# [What to work on]
Could you continue the blog entry below, about cousin Elaine's dementia and Chris's palliative care, starting right after its final sentence?

# [Page excerpt]
- - - - - - -

Thursday 12 June 2014

ELAINE AND CHRIS – LEW BODY DEMENTIA AND PALLIATIVE CARE



My cousin Elaine wrote to me in March and told me she had Lew Body Dementia, at about the same time that we learned of my brother-in-law’s perforated stomach ulcer. Both of these events were shocking. How do you react to the first, something unheard of which turns out to be a hideous combination of Parkinson’s Disease and Altzheimers and involves frightful and frightening hallucinations? You think you would prefer to have the perforated stomach ulcer – until you learn that a chest abscess has developed and that poor old Chris’s condition has snowballed, or rather alvalanched, into an irreversible near-death with breathing difficulties and oxygen fluctuations. And then you are told he has moved into palliative care, so you know that there is no hope.

We all feel immortal until our lives are touched by the decline and death of those close to us. I refer to closeness of heart, because Elaine and I are thousands of miles apart, and Chris – although only two hundred miles from us, might as well be with Elaine for all the good it would do to visit. I can only type out the words: ‘I am thinking about you’ or ‘I am hugging you in my thoughts’ when I long to be able to take their hands and press something of my soul into them.

- - - - - - -

# [Material shown]
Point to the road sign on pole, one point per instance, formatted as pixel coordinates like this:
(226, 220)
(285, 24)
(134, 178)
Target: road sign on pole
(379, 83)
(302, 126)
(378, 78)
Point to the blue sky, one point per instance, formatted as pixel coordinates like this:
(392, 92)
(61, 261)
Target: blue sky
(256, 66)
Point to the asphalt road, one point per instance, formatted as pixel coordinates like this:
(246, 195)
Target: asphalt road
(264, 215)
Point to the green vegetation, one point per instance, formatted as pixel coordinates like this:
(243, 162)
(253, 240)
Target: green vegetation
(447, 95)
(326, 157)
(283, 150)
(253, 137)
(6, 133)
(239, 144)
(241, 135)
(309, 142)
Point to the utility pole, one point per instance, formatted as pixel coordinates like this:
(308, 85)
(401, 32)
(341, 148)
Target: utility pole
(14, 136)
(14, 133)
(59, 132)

- - - - - - -

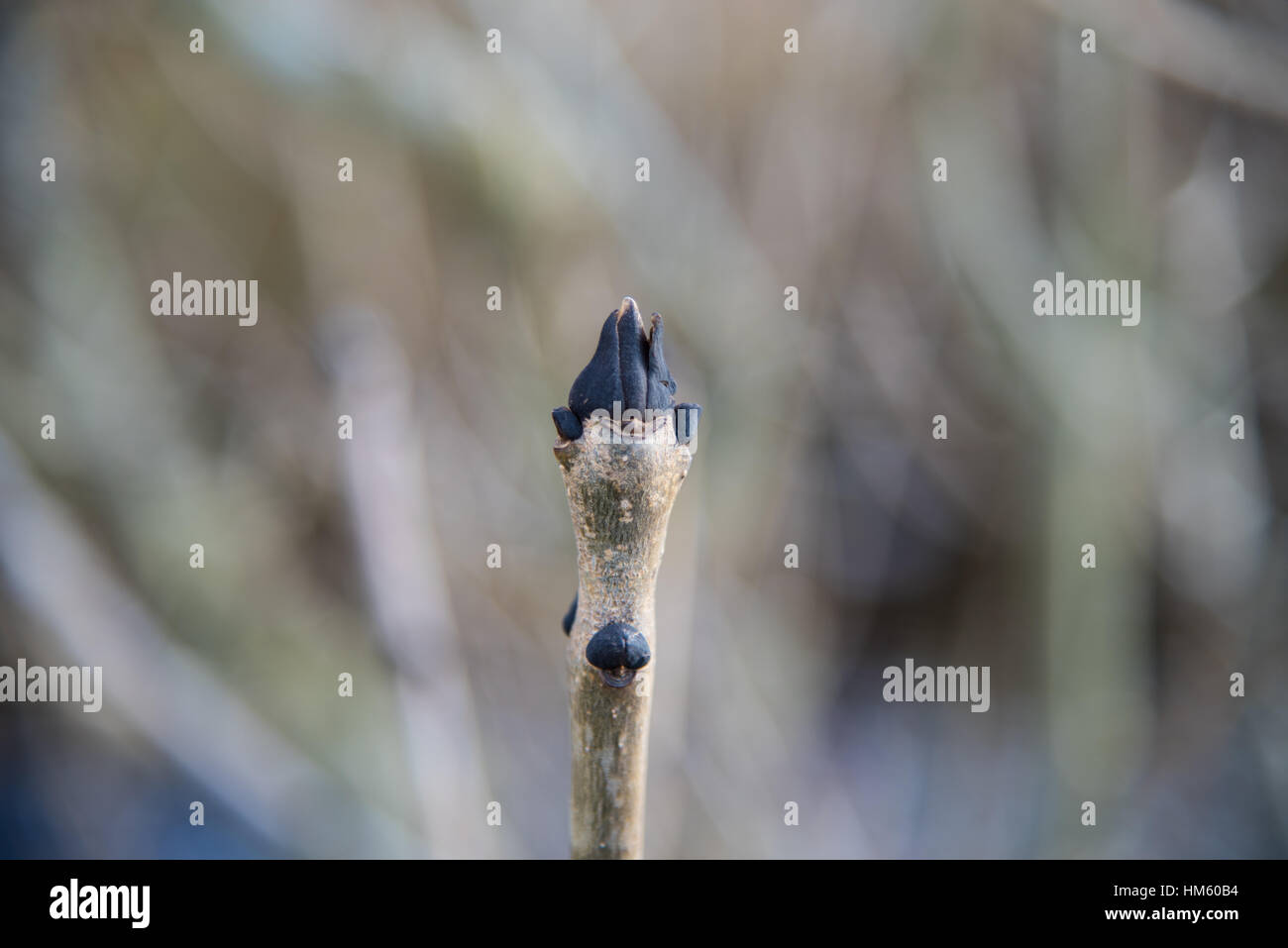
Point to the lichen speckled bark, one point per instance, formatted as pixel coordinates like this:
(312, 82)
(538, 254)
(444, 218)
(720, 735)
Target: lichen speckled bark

- - - - - - -

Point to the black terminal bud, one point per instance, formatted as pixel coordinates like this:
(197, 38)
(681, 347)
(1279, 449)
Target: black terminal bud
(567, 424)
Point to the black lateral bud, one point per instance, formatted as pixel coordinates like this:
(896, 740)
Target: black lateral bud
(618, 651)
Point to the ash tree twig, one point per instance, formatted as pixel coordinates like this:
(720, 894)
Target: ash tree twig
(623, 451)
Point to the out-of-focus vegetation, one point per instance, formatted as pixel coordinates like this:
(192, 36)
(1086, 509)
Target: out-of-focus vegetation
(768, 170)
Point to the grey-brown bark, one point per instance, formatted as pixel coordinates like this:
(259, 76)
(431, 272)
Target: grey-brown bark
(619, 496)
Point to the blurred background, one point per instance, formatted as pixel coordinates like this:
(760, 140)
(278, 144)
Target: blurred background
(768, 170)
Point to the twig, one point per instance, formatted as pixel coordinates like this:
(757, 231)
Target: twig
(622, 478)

- - - - - - -

# [Response]
Losing family and friends impacts subtly, creeping into our lives, eating away at our security and forcing us to adapt to a quieter and less colourful patchwork of existence. Sometimes it takes years to realise how much you miss these people, because you have turned your back on them, refusing to accept that they have gone. It must be better to try to face their pain and suffering, but this is often too difficult and stressful; bravery is old hat, these days and we jump into the next task awaiting us in our daily lives, convinced that this is the right move. Shock plays its part too, for who could be so callous as to be completely unaffected by grief?

Elaine and Chris are still alive – at this moment – but they are not the people we knew and loved. Severe and desperate illness has changed them forever, as we in turn are changed by accepting their decline. It is important to remember them as they were, or we lose them completely. So I will remember their youth, exuberance and kindness, and above all the laughter. Both of these two were people who lived to laugh, and who would wish to infect others with their happy, sparkling take on life. Laugh on, you two! As hard and as much as you possibly can. I long to hear it.